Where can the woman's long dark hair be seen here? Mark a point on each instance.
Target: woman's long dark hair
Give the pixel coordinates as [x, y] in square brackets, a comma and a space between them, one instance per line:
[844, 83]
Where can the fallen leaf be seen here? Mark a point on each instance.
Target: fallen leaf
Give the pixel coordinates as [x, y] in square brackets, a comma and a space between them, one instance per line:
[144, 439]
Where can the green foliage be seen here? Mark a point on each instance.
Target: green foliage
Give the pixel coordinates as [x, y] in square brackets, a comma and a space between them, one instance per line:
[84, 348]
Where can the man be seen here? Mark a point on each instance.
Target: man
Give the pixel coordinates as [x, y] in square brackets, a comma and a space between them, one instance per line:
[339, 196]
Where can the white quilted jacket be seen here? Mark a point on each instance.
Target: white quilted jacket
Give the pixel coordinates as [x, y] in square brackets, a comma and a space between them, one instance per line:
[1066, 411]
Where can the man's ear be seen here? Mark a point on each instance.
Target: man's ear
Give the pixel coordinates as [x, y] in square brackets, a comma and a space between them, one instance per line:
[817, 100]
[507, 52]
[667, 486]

---

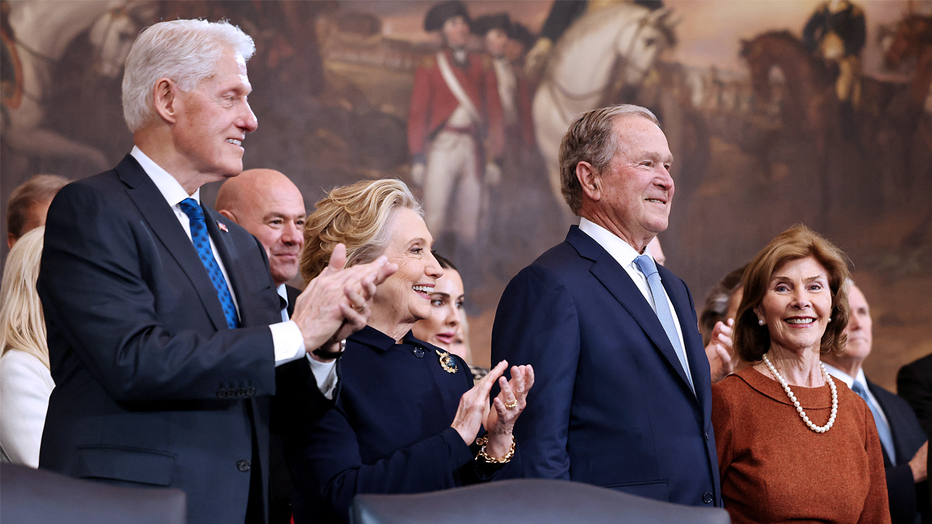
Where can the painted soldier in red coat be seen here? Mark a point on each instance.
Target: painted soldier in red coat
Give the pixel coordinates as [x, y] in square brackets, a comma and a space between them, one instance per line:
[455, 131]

...

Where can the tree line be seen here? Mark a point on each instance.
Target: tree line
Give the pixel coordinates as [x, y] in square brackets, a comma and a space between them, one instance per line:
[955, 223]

**What the task requires**
Out of the data above, transcribe exactly and only the lines starting with the line that has "Where can the fallen" and going on through the line that has "Target: white quilted jacket", both included.

**Task answer**
Where can the fallen leaf be seen here? Mark a point on each instance.
Target: fallen leaf
Give the pixel coordinates as [x, y] in square brackets, a comma and a space between them, one instance per line:
[144, 439]
Where can the green foliage be seen here? Mark a point on each instance.
Target: green foliage
Give the pixel coordinates as [x, y] in square brackets, a comma and a space between them, one instance per line:
[84, 348]
Where can the man be seen here? Mark a point on each instance.
Target: man
Give the pixel coordinates as [x, y] in square brackets, a comma and a space between them, one instance per line:
[339, 196]
Where can the white quilted jacket be seen here? Mark a point on each instance.
Target: white quilted jacket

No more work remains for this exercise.